**Problem:** All lines from the one containing "TARGET = dirt path" down to the final line of the entries below: return them exactly.

**Records:**
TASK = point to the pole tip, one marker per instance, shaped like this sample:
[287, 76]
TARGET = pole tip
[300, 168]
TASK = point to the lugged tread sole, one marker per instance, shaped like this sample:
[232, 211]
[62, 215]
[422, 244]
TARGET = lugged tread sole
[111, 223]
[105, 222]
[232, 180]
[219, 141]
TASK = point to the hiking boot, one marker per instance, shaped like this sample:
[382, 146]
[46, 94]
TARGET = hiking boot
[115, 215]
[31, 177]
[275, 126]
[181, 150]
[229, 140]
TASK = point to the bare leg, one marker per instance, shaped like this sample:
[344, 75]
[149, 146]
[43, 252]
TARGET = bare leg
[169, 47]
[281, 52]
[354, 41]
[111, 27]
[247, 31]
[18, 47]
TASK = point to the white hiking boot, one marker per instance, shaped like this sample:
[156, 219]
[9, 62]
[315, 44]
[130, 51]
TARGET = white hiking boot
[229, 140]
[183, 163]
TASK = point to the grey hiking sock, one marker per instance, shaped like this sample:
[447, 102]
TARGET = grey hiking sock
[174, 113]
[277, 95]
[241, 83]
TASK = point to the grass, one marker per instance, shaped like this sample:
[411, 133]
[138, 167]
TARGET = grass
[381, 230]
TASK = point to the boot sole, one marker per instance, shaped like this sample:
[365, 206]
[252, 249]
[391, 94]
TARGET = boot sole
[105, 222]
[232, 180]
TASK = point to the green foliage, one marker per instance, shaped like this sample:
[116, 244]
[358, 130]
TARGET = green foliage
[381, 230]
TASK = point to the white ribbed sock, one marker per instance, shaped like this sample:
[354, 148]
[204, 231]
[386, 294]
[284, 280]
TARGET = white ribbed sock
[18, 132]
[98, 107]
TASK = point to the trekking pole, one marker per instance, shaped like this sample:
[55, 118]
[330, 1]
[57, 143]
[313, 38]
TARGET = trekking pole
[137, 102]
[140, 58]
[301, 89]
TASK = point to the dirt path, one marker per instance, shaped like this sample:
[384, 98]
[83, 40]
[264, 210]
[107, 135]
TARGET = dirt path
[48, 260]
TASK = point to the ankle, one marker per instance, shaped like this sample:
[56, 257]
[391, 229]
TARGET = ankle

**Solution to this exercise:**
TARGET = dirt path
[48, 260]
TASK = point to the ankle, one marker per instance, shaped like this sample:
[56, 257]
[391, 229]
TARGET = ankle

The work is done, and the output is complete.